_Task to carry out_:
Omit the pictures, then write out every entry exactly as it reads.

Location labeling records:
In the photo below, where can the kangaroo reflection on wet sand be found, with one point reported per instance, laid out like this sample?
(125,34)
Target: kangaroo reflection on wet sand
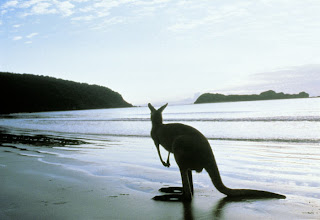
(191,151)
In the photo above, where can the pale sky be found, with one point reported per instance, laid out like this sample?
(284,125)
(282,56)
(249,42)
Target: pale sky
(166,50)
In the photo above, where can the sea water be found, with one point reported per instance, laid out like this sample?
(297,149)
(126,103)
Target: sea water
(271,145)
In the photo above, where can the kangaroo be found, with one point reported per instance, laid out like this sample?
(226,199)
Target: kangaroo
(192,151)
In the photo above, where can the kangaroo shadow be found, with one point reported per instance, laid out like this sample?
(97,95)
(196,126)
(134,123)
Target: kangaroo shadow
(218,210)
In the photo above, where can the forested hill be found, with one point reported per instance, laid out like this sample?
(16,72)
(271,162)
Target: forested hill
(32,93)
(268,95)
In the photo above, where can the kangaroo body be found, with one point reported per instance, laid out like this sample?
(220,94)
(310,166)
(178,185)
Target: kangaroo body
(192,151)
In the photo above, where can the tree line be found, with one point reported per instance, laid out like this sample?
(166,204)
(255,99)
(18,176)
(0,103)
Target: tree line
(267,95)
(33,93)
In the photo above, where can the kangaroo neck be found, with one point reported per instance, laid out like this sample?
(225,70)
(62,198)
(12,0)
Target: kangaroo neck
(156,125)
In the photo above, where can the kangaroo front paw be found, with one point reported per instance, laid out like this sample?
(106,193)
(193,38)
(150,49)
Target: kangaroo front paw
(166,164)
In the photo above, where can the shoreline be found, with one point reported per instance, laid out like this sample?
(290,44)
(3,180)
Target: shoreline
(34,189)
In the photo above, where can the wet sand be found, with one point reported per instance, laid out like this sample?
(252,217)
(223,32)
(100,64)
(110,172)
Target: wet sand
(34,188)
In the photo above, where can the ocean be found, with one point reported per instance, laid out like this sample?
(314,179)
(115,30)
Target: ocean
(271,145)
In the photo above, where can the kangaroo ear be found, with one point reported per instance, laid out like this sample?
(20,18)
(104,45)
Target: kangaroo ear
(162,108)
(152,109)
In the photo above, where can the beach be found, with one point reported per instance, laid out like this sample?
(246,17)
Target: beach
(102,164)
(44,184)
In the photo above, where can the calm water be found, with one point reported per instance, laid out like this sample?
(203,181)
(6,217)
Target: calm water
(270,145)
(295,120)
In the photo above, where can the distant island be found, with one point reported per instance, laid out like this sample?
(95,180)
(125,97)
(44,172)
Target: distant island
(267,95)
(32,93)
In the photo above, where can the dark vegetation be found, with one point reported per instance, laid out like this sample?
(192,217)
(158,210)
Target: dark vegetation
(32,93)
(268,95)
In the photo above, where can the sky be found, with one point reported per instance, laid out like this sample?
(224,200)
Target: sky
(162,51)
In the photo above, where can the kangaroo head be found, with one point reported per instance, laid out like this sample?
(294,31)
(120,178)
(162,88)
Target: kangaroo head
(156,115)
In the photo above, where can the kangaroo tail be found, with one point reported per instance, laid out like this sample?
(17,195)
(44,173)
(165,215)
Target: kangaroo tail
(214,174)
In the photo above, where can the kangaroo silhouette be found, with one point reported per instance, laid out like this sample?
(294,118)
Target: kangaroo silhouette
(191,151)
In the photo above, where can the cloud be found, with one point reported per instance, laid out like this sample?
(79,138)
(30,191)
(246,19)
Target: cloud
(9,4)
(17,38)
(32,35)
(65,7)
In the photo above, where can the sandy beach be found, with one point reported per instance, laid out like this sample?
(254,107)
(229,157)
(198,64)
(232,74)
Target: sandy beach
(42,183)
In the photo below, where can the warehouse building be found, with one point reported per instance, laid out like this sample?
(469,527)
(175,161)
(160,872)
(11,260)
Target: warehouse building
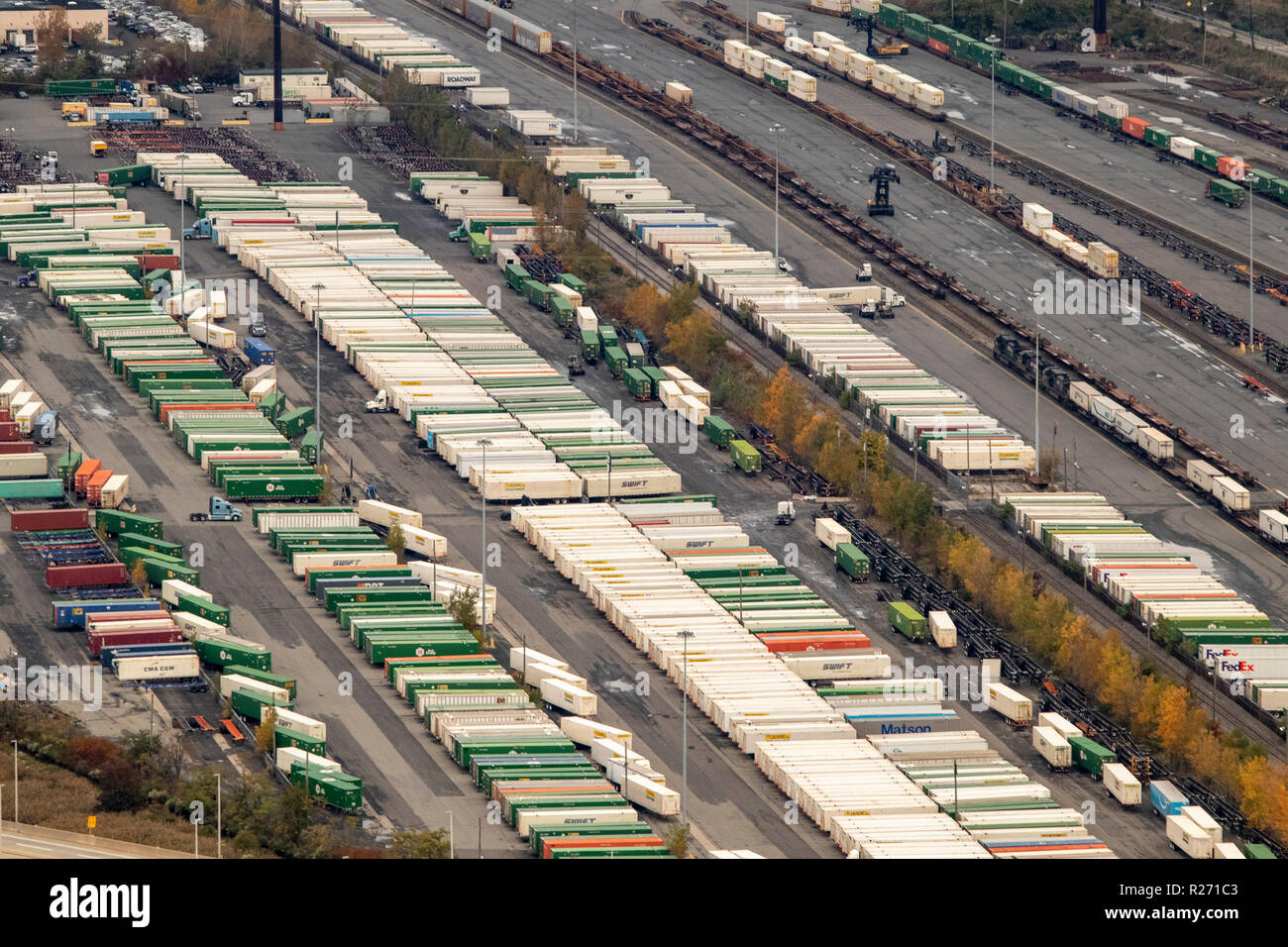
(18,18)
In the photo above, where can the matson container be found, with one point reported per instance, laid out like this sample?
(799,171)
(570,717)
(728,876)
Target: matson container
(1052,748)
(1010,703)
(1121,784)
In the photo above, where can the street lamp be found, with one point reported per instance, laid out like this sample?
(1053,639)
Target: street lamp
(992,106)
(684,746)
(484,444)
(317,354)
(183,257)
(777,132)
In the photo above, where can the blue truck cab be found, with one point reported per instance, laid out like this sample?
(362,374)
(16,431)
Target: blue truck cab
(1166,799)
(258,351)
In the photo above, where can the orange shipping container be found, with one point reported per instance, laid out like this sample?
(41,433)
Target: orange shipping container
(84,472)
(814,641)
(612,841)
(1234,169)
(94,487)
(1134,127)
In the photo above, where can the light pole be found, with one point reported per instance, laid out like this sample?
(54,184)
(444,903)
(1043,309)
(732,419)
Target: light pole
(574,69)
(684,729)
(1252,281)
(777,132)
(484,444)
(992,103)
(183,197)
(317,355)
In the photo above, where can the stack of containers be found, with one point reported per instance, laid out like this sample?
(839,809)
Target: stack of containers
(1132,567)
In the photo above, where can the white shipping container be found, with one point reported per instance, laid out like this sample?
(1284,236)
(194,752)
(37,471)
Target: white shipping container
(1274,525)
(1188,838)
(1010,703)
(172,587)
(1201,474)
(386,514)
(941,629)
(1052,748)
(828,532)
(1121,784)
(1203,819)
(568,697)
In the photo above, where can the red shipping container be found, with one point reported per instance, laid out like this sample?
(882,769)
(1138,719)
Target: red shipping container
(814,641)
(88,468)
(141,637)
(27,521)
(1134,127)
(189,406)
(1234,169)
(151,262)
(94,488)
(85,577)
(99,620)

_Exercise solution_:
In the photo below, where can the kangaroo reflection on wet sand be found, with one point reported per instance, laid out like this sample?
(125,34)
Target: kangaroo reflection on wet sand
(191,151)
In the photo above, where can the pale sky be found, with one point reported per instance, laid out like this sample?
(284,125)
(282,56)
(249,42)
Target: pale sky
(166,50)
In the photo above, where can the sea water be found, with one point reported per instance, laid out like this sample?
(297,149)
(126,103)
Target: sea water
(271,145)
In the photo above, where can the kangaroo be found, with one point reported per instance, laid out like this sample?
(226,199)
Target: kangaroo
(192,151)
In the photo above, where can the kangaroo shadow be found, with one point reported per instance, laid out like this sample?
(97,95)
(196,126)
(134,123)
Target: kangaroo shadow
(218,210)
In the photo above, where can the forested hill be found, with one point reported per instance, laid out like this sample?
(16,72)
(271,162)
Target: forested hill
(32,93)
(268,95)
In the photo above, where can the kangaroo body be found, with one point reported per instance, laid out like this sample?
(220,94)
(310,166)
(178,185)
Target: kangaroo body
(192,151)
In the photo above, where can the tree line be found, with one point reported per instance, laid out like this sample?
(166,204)
(255,99)
(18,176)
(0,103)
Target: tree line
(267,95)
(33,93)
In the photo above, where can the kangaroo neck be found, with one point reported per instance, laid out like this sample?
(225,70)
(62,198)
(12,0)
Target: kangaroo neck
(156,125)
In the photo above, where can the kangaroo front paw be found, with one point reported per instance, laid out like this sample?
(106,193)
(193,38)
(150,49)
Target: kangaroo front paw
(166,164)
In the photo above, where can the shoreline be found, with one point reported per instance, laid out like this sample?
(290,44)
(3,180)
Target: shoreline
(34,189)
In the photo above, where can the wet sand be found, with one point reported per instance, laid out like this sample?
(252,217)
(223,32)
(100,64)
(110,172)
Target: wet sand
(34,188)
In the photo above, where can the ocean be found, with one point reported per instance, laid out like this sample?
(314,179)
(115,30)
Target: ocean
(271,145)
In the photo above, where can the kangaroo ear be found, with one point reported per instance, laid out like this sample?
(20,18)
(104,45)
Target: kangaroo ear
(162,108)
(152,109)
In the photo above, where can the beach be found, with one point reported per instance, laid out like this sample?
(246,17)
Target: beach
(102,164)
(44,184)
In the photo above, where can the calm water be found, with one point reported per instance, laid out like this sample?
(203,181)
(6,217)
Target: calm water
(270,145)
(295,120)
In the photo above, where can the distant island be found, with one point reported per instance, laid out like this sample?
(95,180)
(125,97)
(44,172)
Target: distant island
(267,95)
(32,93)
In the photo above, where can the dark vegetation be found, with one point reported per instance, laid out like this sample?
(192,217)
(158,210)
Target: dark vegetation
(32,93)
(268,95)
In the photo above, where can the sky be found, with one point reported per instance, laid out like this sample?
(224,200)
Target: sky
(162,51)
In the photo above, where can the kangaroo head be found, with one point reported per instance, laid out like this sample?
(294,31)
(120,178)
(162,88)
Target: kangaroo head
(156,115)
In the photo above, where can the kangaroo tail be found, with one point reported per instance, laid out like this sample?
(17,195)
(44,173)
(165,215)
Target: kangaroo tail
(214,174)
In the photo above, where can the kangaroo silhouette be found, with one point reported per instance, laid out like this sample?
(294,118)
Target: kangaroo silhouette
(191,151)
In the photo above, where can the cloud be found, with one point reported per instance, laid out like this sample?
(79,138)
(30,191)
(246,19)
Target: cloud
(9,4)
(17,38)
(32,35)
(65,7)
In the photo above, where can the sandy beach be found, with one point reported per instance, laid out like this sample?
(254,107)
(229,157)
(198,64)
(232,74)
Target: sandy beach
(42,183)
In the photo below, where can the warehouse building be found, with one point reported per instance, laid out like this sample?
(469,527)
(175,161)
(160,872)
(11,260)
Target: warehouse building
(18,18)
In the photo above, where can the matson container be found, with one point reported per instance, laid out like this sample?
(799,171)
(570,717)
(728,876)
Target: matson container
(1052,748)
(1010,703)
(1121,784)
In the photo above, where can the street lamp be found, with one point reported per instance, laid out like this sample?
(1053,639)
Target: street lamp
(992,106)
(684,746)
(484,444)
(317,354)
(183,257)
(777,132)
In the photo above, where can the blue truck cab be found, with one point reported per instance, laid out like this sample?
(362,374)
(16,431)
Target: blue truck cab
(1166,799)
(258,351)
In the photo above, where can the orange shipping container be found, with one point reported per instance, laid out like this sample?
(41,433)
Target: orange shipping container
(84,472)
(814,641)
(612,841)
(1234,169)
(94,487)
(1134,127)
In the photo above, where can the light pole be found, with one point reported per instance, laid out like this sample?
(54,184)
(444,903)
(1043,309)
(732,419)
Target: light pole
(574,69)
(684,729)
(1252,281)
(777,132)
(484,444)
(992,103)
(183,197)
(317,355)
In the photo above, where can the stack of containers be found, with one point reported per instance, laid out like this sample?
(839,809)
Target: stack of containers
(1132,567)
In the photo above, where can the white shipping container be found, with one point reported per instance, laid out like this sample?
(1284,236)
(194,752)
(37,471)
Target: white shipping container
(1274,525)
(1188,838)
(1010,703)
(172,587)
(1201,474)
(386,514)
(941,629)
(1052,748)
(828,532)
(1121,784)
(1203,819)
(568,697)
In the photo above, where can the red shipping container be found, with one point reported per instance, laid out like this sample?
(882,769)
(1138,719)
Target: red shipping container
(814,641)
(88,468)
(141,637)
(27,521)
(1134,127)
(189,406)
(1234,169)
(151,262)
(94,488)
(85,577)
(99,620)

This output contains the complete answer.